*ÉNONCÉ DU PROBLÈME*
Reproduisez ligne par ligne, sans la moindre modification, l'intégralité des données qui suivent.

*JEU DE DONNÉES*
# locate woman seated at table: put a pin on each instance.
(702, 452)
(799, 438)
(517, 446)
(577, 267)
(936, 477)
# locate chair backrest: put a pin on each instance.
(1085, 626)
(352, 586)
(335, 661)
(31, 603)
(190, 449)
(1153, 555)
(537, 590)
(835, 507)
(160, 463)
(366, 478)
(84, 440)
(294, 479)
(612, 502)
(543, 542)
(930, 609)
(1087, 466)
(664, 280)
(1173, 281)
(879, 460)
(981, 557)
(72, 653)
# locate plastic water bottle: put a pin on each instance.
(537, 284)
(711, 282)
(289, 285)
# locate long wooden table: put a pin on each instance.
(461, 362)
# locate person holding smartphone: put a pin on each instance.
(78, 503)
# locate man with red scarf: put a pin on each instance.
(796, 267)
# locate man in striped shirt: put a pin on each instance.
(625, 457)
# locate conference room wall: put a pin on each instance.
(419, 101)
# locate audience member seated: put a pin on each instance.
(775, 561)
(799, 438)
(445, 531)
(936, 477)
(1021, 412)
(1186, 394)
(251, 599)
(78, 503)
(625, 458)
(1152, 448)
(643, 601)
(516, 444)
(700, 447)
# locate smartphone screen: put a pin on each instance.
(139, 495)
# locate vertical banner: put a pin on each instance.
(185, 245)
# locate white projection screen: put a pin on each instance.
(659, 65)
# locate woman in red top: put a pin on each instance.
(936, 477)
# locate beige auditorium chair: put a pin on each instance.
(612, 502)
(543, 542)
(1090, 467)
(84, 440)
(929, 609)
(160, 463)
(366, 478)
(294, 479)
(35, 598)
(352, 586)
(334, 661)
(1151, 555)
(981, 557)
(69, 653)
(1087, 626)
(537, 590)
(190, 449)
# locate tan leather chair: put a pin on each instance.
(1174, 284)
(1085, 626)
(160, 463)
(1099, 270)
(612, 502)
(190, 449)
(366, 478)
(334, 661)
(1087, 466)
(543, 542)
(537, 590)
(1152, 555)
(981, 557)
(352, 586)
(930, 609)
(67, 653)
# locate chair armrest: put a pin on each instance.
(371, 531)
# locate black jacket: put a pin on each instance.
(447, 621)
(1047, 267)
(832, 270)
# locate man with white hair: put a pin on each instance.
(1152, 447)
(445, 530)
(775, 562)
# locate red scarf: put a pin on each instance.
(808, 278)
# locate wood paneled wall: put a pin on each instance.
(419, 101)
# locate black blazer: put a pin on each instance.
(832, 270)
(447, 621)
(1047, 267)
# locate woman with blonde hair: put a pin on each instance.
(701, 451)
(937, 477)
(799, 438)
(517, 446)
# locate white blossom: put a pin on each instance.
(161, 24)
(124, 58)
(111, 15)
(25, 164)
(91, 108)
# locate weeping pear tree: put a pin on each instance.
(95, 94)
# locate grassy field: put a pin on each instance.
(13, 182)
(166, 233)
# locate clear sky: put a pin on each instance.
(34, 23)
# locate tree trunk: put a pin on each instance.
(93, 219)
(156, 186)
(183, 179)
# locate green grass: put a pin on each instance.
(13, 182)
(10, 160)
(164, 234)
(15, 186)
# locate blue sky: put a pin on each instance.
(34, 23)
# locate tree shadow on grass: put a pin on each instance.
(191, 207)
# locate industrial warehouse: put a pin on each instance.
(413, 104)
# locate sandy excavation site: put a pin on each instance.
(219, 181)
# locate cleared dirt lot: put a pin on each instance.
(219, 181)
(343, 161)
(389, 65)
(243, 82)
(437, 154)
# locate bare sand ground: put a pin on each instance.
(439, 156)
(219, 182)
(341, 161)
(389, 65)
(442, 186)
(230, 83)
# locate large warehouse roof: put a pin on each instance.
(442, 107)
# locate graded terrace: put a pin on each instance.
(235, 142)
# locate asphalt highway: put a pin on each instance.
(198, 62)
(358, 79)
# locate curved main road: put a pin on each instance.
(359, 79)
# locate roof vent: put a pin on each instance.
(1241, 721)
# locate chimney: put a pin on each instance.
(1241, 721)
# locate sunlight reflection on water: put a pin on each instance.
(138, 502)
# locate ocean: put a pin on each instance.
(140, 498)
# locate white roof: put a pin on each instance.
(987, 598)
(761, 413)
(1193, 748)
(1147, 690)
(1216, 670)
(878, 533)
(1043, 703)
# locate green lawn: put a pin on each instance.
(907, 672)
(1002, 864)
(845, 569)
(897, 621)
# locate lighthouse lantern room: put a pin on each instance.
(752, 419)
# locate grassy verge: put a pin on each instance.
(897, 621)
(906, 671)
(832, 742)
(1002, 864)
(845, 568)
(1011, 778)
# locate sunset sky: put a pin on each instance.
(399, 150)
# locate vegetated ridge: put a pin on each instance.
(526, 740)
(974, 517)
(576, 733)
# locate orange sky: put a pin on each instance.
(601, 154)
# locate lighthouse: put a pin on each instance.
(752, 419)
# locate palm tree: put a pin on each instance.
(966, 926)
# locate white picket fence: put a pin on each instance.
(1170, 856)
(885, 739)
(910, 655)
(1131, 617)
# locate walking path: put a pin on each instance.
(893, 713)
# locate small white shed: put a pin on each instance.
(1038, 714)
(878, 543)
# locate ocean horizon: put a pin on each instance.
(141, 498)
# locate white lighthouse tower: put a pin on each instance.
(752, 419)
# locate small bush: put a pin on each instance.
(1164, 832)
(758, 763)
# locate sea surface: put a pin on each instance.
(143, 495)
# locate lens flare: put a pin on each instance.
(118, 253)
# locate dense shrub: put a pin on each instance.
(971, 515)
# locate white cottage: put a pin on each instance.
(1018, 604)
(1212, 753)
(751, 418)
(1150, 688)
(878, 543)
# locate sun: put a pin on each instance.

*SOLUTION PROPOSÉE*
# locate woman seated at table: put a pin on each instance.
(702, 452)
(799, 438)
(517, 446)
(577, 267)
(936, 477)
# locate chair backrest: put a pin on each instance.
(1085, 626)
(352, 586)
(335, 661)
(31, 603)
(190, 449)
(1153, 555)
(537, 590)
(835, 507)
(160, 463)
(366, 478)
(84, 440)
(294, 479)
(612, 502)
(543, 542)
(930, 609)
(1087, 466)
(664, 280)
(1173, 281)
(879, 460)
(981, 557)
(72, 653)
# locate plastic water bottle: put a pin on each instance.
(537, 284)
(711, 282)
(289, 285)
# locate long wooden table: put a pin on each instance.
(461, 362)
# locate person holding smartphone: put a pin on each instance.
(78, 503)
# locate man with red scarf: put a pin on each instance.
(796, 267)
# locate man in striped shirt: put a pin on each instance.
(625, 457)
# locate conference room wall: put a pin on each instance.
(419, 101)
# locate audience member seated: put a pin on each instance.
(775, 561)
(799, 438)
(445, 531)
(936, 477)
(1021, 412)
(1186, 394)
(251, 599)
(78, 503)
(625, 458)
(1152, 448)
(643, 601)
(516, 444)
(700, 447)
# locate smartphone screen: put a pin on each instance.
(139, 495)
# locate vertical banner: put a pin on each instance.
(185, 245)
# locate white projection screen: put a pin on each instance.
(659, 65)
# locate woman in red top: put a pin on each instance.
(936, 477)
# locate beige auditorium chair: put a pin on each instance.
(612, 502)
(543, 542)
(1090, 467)
(84, 440)
(929, 609)
(160, 463)
(366, 478)
(294, 479)
(35, 598)
(352, 586)
(334, 661)
(1151, 555)
(981, 557)
(69, 653)
(1087, 626)
(537, 590)
(190, 449)
# locate tan leather chair: put a pin on each instance.
(1174, 284)
(1085, 626)
(160, 463)
(1099, 270)
(612, 502)
(190, 449)
(366, 478)
(334, 661)
(1087, 466)
(543, 542)
(537, 590)
(1152, 555)
(981, 557)
(352, 586)
(930, 609)
(67, 653)
# locate chair armrest: put a pin on each instance.
(371, 531)
# locate black jacket: put a pin on each instance.
(447, 621)
(1047, 267)
(832, 270)
# locate man with white hair: put a pin on each instance.
(1152, 447)
(445, 530)
(775, 562)
# locate red scarf: put a pin on each instance.
(808, 278)
# locate wood paneled wall: put a pin on each instance.
(419, 101)
# locate black blazer: put a pin on each instance.
(832, 270)
(447, 621)
(1047, 267)
# locate woman with blonde hair: put a pin on each instance.
(701, 451)
(937, 477)
(799, 438)
(517, 446)
# locate white blossom: put a pin on each instance.
(161, 24)
(124, 58)
(111, 15)
(25, 164)
(91, 108)
# locate weeping pear tree: put a pin on each instance.
(95, 94)
# locate grassy field: put a pin on each instance.
(13, 182)
(166, 233)
# locate clear sky: put a pin on each instance.
(34, 23)
# locate tree trunk: put a pin on each instance.
(93, 219)
(156, 186)
(183, 179)
# locate green grass: put a pin on each instance.
(13, 182)
(10, 160)
(164, 234)
(15, 186)
# locate blue sky: put a pin on each instance.
(34, 23)
# locate tree shadow on grass: put a pin on each instance.
(191, 207)
# locate industrial warehouse: put a pin on each instance.
(413, 104)
# locate sandy excavation site: put a pin on each instance.
(219, 181)
# locate cleared dirt lot: put a pin on each instance.
(219, 181)
(343, 161)
(389, 65)
(243, 82)
(437, 154)
# locate bare sand ground: put a pin on each instance.
(439, 156)
(219, 182)
(341, 161)
(389, 65)
(442, 186)
(230, 83)
# locate large warehouse roof: put a pin on each instance.
(442, 107)
# locate graded terrace: put a pin on each instance.
(235, 142)
# locate asphalt highway: put a pin on each instance.
(198, 62)
(358, 79)
# locate curved main road: put a pin on each instance.
(359, 79)
# locate roof vent: put a pin on each instance.
(1241, 721)
# locate chimney: put a pin on each instance.
(1241, 721)
# locate sunlight reflection on water: put a pin on each instance.
(138, 502)
# locate ocean: put a pin on each instance.
(140, 498)
# locate white roof: put a pin on each instance.
(987, 598)
(761, 413)
(1193, 748)
(1147, 690)
(1216, 670)
(878, 533)
(1043, 703)
# locate green lawn: put a pin on each instance.
(907, 672)
(1002, 864)
(845, 569)
(897, 621)
# locate lighthouse lantern room: put a pin on each instance.
(752, 419)
# locate grassy verge: put a pin on each instance.
(897, 621)
(906, 671)
(832, 742)
(1002, 864)
(845, 568)
(1011, 778)
# locate sunset sky: put a pin on each instance.
(399, 150)
# locate vegetated ridge: put a pin on each instance.
(526, 740)
(974, 517)
(576, 733)
# locate orange sky: put a pin on each instance.
(601, 154)
# locate lighthouse: put a pin on each instance.
(752, 419)
# locate palm tree: put a pin on each instance.
(966, 926)
# locate white picket fence: put a pin on each instance.
(1170, 856)
(885, 739)
(910, 655)
(1131, 617)
# locate walking path: put a pin on each instance.
(893, 713)
# locate small white shed: put a pin on each instance.
(1038, 714)
(878, 543)
# locate ocean horizon: put a pin on each instance.
(141, 498)
# locate white lighthouse tower: put a pin on each instance.
(752, 419)
# locate small bush: put a pin on each instance.
(1164, 832)
(758, 763)
# locate sea surface: put a pin on each instance.
(143, 495)
# locate lens flare: put a pin on each instance.
(118, 253)
# locate dense shrub: put a pin on each instance.
(971, 515)
# locate white cottage: put a pin on each instance.
(1018, 604)
(1212, 753)
(751, 418)
(1150, 688)
(878, 543)
# locate sun: put a pin on each instance.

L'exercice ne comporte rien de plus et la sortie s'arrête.